▶ [AUSZUG]:
•••

Die Maskerade des Bösen

Dokumentation

Wie notvoll es sein kann, Entscheidungen zu treffen, wenn man im Grunde nur zwischen Pest und Cholera wählen kann, beschreibt Dr. Simone Flad am Beispiel Dietrich Bonhoeffers. Ein Mann, der sich jederzeit bewusst war, dass er allein die Verantwortung trägt für das, was er tut. Und auch für das, was er nicht tut.

Dietrich Bonhoeffer (1906 – 1945) ist bekannt als Theologe, Mitglied der Bekennenden Kirche und Widerstandskämpfer, der seine Entscheidung, an der Verschwörung gegen Hitler mitzumachen, mit seinem Leben bezahlte. Wie kam er zu dieser Entscheidung, selbst das äußerste Mittel eines Tyrannenmordes nicht nur gutzuheißen, sondern letztlich aktiv daran mitzuarbeiten? 

Ich kam zum ersten Mal zur Bibel

Ein Studienjahr in New York im Jahr 1932 prägte den jungen Theologen Bonhoeffer nachhaltig. Im Rückblick sagte er über diese Zeit: „Ich kam zum ersten Mal zur Bibel … Ich hatte schon oft gepredigt, ich hatte schon viel von der Kirche gesehen, darüber geredet und geschrieben – und ich war noch kein Christ geworden.“ Das Denken, Reden und Schreiben über Gott, über die Bibel und seine Kirche war für Bonhoeffer persönlich geworden. Diese Verbindung von intensivem Nachdenken über die bzw. Forschen in der Bibel mit der gelebten Praxis des Christseins prägte Bonhoeffers weiteres Leben und alle schwierigen Entscheidungen, die auf ihn zukommen sollten.

•••

▶ [GESPEICHERTES MATERIAL]:
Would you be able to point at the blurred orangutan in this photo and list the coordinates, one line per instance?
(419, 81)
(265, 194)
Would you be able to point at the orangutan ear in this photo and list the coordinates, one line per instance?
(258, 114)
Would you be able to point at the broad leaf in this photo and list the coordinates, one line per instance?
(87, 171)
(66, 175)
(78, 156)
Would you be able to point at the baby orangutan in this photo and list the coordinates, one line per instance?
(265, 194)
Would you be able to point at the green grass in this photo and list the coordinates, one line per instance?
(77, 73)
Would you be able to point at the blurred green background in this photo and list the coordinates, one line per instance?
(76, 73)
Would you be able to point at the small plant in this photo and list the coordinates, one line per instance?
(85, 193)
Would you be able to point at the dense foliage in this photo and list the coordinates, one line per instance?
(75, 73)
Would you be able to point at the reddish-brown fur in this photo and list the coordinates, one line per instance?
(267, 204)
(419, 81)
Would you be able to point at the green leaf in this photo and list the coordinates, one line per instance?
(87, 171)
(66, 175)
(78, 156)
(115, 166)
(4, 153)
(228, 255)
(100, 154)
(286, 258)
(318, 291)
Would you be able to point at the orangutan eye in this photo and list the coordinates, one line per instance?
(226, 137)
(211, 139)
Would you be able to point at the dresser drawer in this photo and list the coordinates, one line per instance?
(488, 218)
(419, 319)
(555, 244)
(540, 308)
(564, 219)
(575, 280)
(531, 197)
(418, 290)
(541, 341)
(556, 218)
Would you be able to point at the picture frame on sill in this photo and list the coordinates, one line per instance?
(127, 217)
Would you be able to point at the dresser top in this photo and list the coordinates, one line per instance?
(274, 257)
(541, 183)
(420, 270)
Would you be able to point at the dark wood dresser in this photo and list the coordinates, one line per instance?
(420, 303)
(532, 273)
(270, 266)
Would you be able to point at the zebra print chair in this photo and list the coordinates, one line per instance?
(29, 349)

•••

▶ [KURZE AUFGABE A]:
Am Beispiel welcher Person beschreibt Dr. Simone Flad laut dem Auszug, wie notvoll Entscheidungen sein können?
▶ [KURZE AUFGABE B]:
Schreibe den Abschnitt des Auszugs von „Dokumentation“ bis „er nicht tut.“ erneut und benenne dabei „Pest und Cholera“ in „Skylla und Charybdis“ um.

▶ [SCHRIFTLICHE ANTWORT A]:
Am Beispiel Dietrich Bonhoeffers.

▶ [SCHRIFTLICHE ANTWORT B]:
Dokumentation

Wie notvoll es sein kann, Entscheidungen zu treffen, wenn man im Grunde nur zwischen Skylla und Charybdis wählen kann, beschreibt Dr. Simone Flad am Beispiel Dietrich Bonhoeffers. Ein Mann, der sich jederzeit bewusst war, dass er allein die Verantwortung trägt für das, was er tut. Und auch für das, was er nicht tut.